--- WRITTEN REQUEST ---
Rewrite the rows from the first one through the line containing "rings combine even-odd", switching "background" to "foreground" and keeping everything else the same.

Dataset rows:
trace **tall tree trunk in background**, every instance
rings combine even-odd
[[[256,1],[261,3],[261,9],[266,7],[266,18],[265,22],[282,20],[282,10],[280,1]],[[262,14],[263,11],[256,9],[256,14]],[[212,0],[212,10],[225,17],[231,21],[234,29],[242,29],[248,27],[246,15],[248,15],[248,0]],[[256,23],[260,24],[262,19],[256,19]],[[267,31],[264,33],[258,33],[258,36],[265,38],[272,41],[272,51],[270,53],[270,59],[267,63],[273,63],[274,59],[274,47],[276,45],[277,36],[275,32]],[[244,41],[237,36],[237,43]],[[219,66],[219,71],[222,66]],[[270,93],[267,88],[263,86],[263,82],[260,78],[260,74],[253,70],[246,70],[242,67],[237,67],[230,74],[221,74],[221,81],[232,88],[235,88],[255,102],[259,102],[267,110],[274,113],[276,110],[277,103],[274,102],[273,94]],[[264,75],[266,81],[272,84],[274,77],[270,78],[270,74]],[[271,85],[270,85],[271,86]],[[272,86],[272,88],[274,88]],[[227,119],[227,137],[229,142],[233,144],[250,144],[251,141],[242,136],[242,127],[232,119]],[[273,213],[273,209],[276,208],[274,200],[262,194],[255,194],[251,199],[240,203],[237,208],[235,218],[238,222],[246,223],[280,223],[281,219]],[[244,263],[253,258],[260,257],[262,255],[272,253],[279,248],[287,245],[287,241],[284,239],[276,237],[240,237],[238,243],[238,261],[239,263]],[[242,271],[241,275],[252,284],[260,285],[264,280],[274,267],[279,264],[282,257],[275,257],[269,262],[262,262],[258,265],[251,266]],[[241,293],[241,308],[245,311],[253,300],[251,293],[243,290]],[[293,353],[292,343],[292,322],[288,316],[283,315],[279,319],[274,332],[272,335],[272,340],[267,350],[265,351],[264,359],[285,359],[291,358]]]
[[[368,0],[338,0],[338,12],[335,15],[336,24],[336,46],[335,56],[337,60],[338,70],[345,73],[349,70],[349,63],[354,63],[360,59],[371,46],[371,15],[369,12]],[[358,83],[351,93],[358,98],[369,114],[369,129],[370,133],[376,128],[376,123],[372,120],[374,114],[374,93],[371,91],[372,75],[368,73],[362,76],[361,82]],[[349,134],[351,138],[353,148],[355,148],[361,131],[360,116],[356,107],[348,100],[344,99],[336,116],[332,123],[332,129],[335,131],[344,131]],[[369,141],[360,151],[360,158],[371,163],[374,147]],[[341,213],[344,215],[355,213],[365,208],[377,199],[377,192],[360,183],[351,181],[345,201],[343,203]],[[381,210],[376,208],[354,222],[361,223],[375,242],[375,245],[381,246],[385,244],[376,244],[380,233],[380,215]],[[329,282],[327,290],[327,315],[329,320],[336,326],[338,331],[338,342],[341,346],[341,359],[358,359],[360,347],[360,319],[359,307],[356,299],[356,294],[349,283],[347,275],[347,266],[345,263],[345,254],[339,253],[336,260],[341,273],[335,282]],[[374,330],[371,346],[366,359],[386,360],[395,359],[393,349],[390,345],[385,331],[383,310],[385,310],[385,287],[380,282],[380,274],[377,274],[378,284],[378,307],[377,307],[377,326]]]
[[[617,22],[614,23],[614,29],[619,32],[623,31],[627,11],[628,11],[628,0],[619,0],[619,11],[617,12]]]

--- FINISHED ANSWER ---
trace **tall tree trunk in foreground**, every instance
rings combine even-odd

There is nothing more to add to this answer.